_PASSAGE_
___

For the past week, Democrat leaders have been mourning the loss of Iran’s number one general, Qassem Soleimani, who was killed in a U.S. airstrike outside of the Baghdad Airport in Iraq. Democrat Speaker of the House Nancy Pelosi is working with fellow Democrats to pass a new bill that would limit President Trump’s war powers over the killing of a man many consider to be one of the most dangerous terrorist leaders in the Middle East. Democrat Rep. Adam Schiff is calling for an investigation into the airstrike. Not one Democrat, however, is talking about the threat of a nuclear-armed Iran to the United States and the rest of the world. They’re certainly not mentioning how President Obama left office after spending eight years appeasing a nuclear Iran, essentially leaving the world less safe than when he took office.
With only 20 months left in his second term as president, Barack Obama admitted during an interview with PBS, that his weak nuclear negotiations with Iran would create a mess for future presidents. He warned that his nuclear agreement with Iran only delayed them from acquiring a nuclear weapon, which could happen immediately after his deal expired in 2028.
In April 2015, Fox News reported that President Obama admitted in a broadcast interview that his nuclear agreement with Iran only delays Tehran from eventually acquiring a weapon, which could come immediately after Year 13 of the agreement — leaving the problem for future presidents.
Obama made the comments about Tehran’s so-called “breakout time” in an interview with NPR News that aired Tuesday morning. The president was attempting to answer the charge that the deal framework agreed upon by the U.S., Iran, and five other nations last week fails to eliminate the risk of Iran getting a nuclear weapon because it allows Tehran to keep enriching uranium.
Obama said that Iran would be capped for a decade at 300 kilograms of uranium — not enough to convert to a stockpile of weapons-grade material.
“What is a more relevant fear would be that in Year 13, 14, 15, they have advanced centrifuges that enrich uranium fairly rapidly, and at that point, the breakout times would have shrunk almost down to zero,” Obama said.
The stark admission — after his energy secretary even claimed the deal was a “forever agreement” — came as the president seeks to quiet a growing chorus questioning whether the deal he and world leaders have negotiated merely delays the certainty of a nuclear-armed Iran. Obama has insisted confidently that Iran will not get a nuclear weapon on his watch, which ends in roughly 20 months, but has made no similar assurances about his successors.
Under the terms of the deal framework, Iran’s breakout time would be expanded from the present two to three months to at least a year. But that constraint would stay in place only for 10 years, at which point some restrictions would start phasing out.

___

Saved data entries:
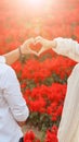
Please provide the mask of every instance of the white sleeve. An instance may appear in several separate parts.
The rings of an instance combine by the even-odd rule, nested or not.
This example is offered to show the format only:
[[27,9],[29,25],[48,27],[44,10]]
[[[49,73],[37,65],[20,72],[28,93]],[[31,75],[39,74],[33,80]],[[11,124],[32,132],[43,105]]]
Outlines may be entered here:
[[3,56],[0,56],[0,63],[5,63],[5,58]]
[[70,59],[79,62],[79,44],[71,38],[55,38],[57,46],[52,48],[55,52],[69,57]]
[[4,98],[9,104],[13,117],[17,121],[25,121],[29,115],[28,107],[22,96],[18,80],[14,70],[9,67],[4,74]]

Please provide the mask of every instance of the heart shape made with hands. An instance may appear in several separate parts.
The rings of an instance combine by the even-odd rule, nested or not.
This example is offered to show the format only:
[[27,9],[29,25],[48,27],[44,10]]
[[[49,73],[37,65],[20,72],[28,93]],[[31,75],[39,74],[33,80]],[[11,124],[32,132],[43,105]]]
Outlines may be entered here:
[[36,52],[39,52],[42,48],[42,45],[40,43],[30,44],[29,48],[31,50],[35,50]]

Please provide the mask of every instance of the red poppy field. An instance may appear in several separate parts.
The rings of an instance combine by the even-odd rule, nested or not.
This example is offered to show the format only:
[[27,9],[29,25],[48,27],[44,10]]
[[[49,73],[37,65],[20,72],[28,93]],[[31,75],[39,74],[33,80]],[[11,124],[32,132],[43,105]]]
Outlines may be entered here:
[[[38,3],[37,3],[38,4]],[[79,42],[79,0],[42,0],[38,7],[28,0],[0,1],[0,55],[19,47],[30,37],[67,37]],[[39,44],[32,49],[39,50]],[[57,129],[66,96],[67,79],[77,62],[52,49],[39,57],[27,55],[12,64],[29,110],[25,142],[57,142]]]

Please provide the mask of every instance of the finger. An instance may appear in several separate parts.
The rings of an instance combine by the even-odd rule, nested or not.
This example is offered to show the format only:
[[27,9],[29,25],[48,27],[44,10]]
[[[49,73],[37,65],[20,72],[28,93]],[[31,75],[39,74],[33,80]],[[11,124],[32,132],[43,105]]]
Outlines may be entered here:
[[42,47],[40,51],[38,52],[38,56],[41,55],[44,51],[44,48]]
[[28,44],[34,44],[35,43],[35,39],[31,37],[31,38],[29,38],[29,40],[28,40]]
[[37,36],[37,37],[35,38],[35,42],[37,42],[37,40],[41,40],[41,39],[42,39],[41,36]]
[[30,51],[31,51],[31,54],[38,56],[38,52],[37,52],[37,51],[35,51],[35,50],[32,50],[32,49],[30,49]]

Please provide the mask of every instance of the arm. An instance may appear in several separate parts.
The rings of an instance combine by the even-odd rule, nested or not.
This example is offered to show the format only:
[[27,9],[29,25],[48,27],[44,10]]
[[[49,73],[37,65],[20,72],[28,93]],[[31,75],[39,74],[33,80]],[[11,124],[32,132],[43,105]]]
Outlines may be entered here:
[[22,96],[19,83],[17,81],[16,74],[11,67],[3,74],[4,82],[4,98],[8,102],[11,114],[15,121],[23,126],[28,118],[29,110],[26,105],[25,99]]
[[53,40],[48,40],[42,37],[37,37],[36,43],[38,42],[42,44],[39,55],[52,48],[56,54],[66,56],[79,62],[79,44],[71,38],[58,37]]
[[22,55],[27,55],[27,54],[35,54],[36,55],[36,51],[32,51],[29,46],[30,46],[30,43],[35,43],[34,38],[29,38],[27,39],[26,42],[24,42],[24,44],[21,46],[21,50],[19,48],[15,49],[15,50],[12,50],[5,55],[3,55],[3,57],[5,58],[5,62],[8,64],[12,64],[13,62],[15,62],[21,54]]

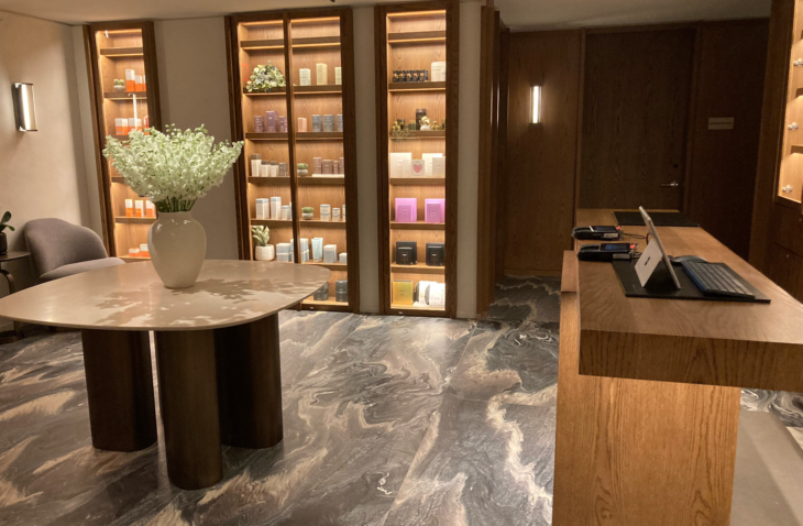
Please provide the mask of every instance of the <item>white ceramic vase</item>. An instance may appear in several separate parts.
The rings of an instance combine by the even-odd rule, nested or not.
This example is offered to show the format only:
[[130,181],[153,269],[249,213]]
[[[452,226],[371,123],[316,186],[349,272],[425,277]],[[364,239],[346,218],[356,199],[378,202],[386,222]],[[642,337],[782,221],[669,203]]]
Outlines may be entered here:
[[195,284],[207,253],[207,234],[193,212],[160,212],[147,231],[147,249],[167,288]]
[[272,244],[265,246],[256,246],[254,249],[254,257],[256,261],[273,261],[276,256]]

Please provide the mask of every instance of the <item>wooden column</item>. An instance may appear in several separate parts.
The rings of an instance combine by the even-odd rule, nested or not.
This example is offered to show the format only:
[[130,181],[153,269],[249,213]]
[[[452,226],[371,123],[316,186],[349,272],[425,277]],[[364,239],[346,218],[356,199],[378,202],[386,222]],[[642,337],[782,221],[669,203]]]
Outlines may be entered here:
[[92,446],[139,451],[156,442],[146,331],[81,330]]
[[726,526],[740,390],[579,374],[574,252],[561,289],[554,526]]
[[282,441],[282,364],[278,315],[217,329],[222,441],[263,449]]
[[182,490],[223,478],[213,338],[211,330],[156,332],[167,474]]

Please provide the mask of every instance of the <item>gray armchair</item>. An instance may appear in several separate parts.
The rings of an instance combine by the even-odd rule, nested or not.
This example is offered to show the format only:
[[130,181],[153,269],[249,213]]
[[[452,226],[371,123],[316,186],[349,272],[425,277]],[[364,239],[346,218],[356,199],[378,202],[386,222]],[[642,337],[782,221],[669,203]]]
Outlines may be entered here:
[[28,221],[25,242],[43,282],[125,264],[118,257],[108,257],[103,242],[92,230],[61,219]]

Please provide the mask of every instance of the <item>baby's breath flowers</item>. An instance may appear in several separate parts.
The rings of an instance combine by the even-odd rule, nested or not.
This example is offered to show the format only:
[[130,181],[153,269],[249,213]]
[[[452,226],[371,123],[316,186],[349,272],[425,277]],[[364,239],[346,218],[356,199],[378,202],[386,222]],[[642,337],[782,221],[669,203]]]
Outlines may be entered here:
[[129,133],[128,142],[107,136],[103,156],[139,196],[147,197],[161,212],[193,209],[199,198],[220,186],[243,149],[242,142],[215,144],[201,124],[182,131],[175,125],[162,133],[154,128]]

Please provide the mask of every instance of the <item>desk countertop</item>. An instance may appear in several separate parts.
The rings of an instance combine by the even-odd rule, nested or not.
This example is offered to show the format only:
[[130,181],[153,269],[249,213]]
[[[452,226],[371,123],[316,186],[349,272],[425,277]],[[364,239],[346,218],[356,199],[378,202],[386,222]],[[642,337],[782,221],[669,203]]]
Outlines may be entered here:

___

_QUESTIONS_
A - Edit the passage on the Iran nuclear deal between "In April 2015, Fox" and "keep enriching uranium.", inclusive, replacing "NPR News" with "PBS".
B - Translate this sentence from the passage on the Iran nuclear deal into Spanish: "Obama said that Iran would be capped for a decade at 300 kilograms of uranium — not enough to convert to a stockpile of weapons-grade material."

_TASK-BY-TASK SOLUTIONS_
A -
In April 2015, Fox News reported that President Obama admitted in a broadcast interview that his nuclear agreement with Iran only delays Tehran from eventually acquiring a weapon, which could come immediately after Year 13 of the agreement — leaving the problem for future presidents.
Obama made the comments about Tehran’s so-called “breakout time” in an interview with PBS that aired Tuesday morning. The president was attempting to answer the charge that the deal framework agreed upon by the U.S., Iran, and five other nations last week fails to eliminate the risk of Iran getting a nuclear weapon because it allows Tehran to keep enriching uranium.

B - Obama dijo que Irán tendría un tope de 300 kilogramos de uranio durante una década, cantidad insuficiente para convertirla en una reserva de material de grado armamentístico.